## Quoted passage
=== Section Start ===
Fig. 1: Description of the study dataset and methodology.
figure 1

HC Healthy controls, PD Parkinson’s Disease and Parkinson’s Disease with Dementia, PSP Progressive Supranuclear Palsy, DLB Dementia with Lewy Body, MSA Multiple System Atrophy, FTDP Fronto-temporal dementia with parkinsonism, GBA1 glucocerebrosidase gene, VUS Variants of unknown significance, PD+GBA1 PD patients with GBA1 pathogenic variant, PD-GBA1 PD patients without GBA1 pathogenic variant, CNV copy number variants, AAA age at assessment.

Targeted PacBio DNA sequencing showed the highest specificity for detecting rare coding variants in GBA1

To measure the reliability of calling rare GBA1 coding variants, we performed two types of comparison. Rare variants were here defined as variants with minor allele frequency (MAF) < 1% in the European population. We compared the results from the PacBio, WGS, and NeuroChip data for a subset of samples (n = 72). We then compared the PacBio and NeuroChip data as they both covered the majority of samples (n = 1568). We considered true positives to be the GBA1 variants validated by Sanger sequencing. False-positive variants were those identified by the analysis method but not confirmed by Sanger sequencing. False-negative variants were not called by the analysis method but were later validated with Sanger sequencing (Supplementary Table 2). First, we evaluated 72 samples screened by all three methods (Fig. 2). Using the GBA1-targeted PacBio DNA sequencing method and WGS in combination with the Gauchian11 tool implemented in Dragen v4 (GBA caller option), we detected six individuals carrying GBA1 variants (p.E365K (n = 3), p.T408M (n = 1), p.N409S (n = 1), RecNciI (n = 1)). The RecNil combines the three variants p.L483P, p.A495P, and p.V499V in one haplotype allele. All variants detected were confirmed by Sanger sequencing (true positive rate (TPR) of 100%). We did not identify any false positive variant calls. However, using the Dragen v.4 pipeline without the GBA1 caller, relying only on the GATK best practices pipeline, the WGS method failed to detect the RecNciI recombinant allele in one individual (TPR of 83.3% (5/6)). Using Neurochip, we detected three potential GBA1 variant carriers (p.T408M (n = 1), p.N431S (n = 1), p.A215D (n = 1), but only one variant (p.T408M) was subsequently confirmed by Sanger sequencing (TPR of 16.6% (1/6), resulting in a false discovery rate (FDR) of 66.6% (2/3).
=== Section End ===
## Material shown
=== Section Start ===
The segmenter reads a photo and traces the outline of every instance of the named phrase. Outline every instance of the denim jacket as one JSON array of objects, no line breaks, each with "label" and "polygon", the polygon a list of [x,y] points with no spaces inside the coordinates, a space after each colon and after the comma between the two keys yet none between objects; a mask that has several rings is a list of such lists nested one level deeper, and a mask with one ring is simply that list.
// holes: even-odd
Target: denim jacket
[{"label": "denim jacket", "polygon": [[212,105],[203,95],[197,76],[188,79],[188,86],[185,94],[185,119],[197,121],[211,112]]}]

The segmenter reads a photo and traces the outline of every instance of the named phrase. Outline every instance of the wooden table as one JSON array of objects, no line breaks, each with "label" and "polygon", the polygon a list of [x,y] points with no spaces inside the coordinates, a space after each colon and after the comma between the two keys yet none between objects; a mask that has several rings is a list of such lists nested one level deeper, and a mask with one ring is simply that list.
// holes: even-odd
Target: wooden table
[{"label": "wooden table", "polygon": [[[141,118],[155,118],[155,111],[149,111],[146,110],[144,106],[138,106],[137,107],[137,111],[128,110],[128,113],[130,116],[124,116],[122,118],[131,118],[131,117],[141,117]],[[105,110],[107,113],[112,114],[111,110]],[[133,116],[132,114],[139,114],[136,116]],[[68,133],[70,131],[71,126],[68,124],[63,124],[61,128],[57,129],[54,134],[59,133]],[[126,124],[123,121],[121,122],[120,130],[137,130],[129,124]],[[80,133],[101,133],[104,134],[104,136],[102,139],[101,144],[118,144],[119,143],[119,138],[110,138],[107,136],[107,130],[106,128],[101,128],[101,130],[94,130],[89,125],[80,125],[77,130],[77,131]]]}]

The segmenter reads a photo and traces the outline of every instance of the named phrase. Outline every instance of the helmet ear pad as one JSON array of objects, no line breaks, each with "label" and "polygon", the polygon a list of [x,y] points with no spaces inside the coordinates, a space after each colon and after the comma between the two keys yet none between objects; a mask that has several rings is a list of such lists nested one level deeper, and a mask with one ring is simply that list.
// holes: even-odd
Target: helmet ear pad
=== Section End ===
## Work instruction 1
From the GBA1 sequencing passage, return the part that opens with the words containing "HC Healthy controls, PD" and closes with "age at assessment.", copied word for word.
## Work instruction 2
List the GBA1 variants that the GBA1 sequencing passage says PacBio sequencing and WGS with the Gauchian tool detected in the 72 samples screened by all three methods.

## Final answer 1
HC Healthy controls, PD Parkinson’s Disease and Parkinson’s Disease with Dementia, PSP Progressive Supranuclear Palsy, DLB Dementia with Lewy Body, MSA Multiple System Atrophy, FTDP Fronto-temporal dementia with parkinsonism, GBA1 glucocerebrosidase gene, VUS Variants of unknown significance, PD+GBA1 PD patients with GBA1 pathogenic variant, PD-GBA1 PD patients without GBA1 pathogenic variant, CNV copy number variants, AAA age at assessment.

## Final answer 2
p.E365K
p.T408M
p.N409S
RecNciI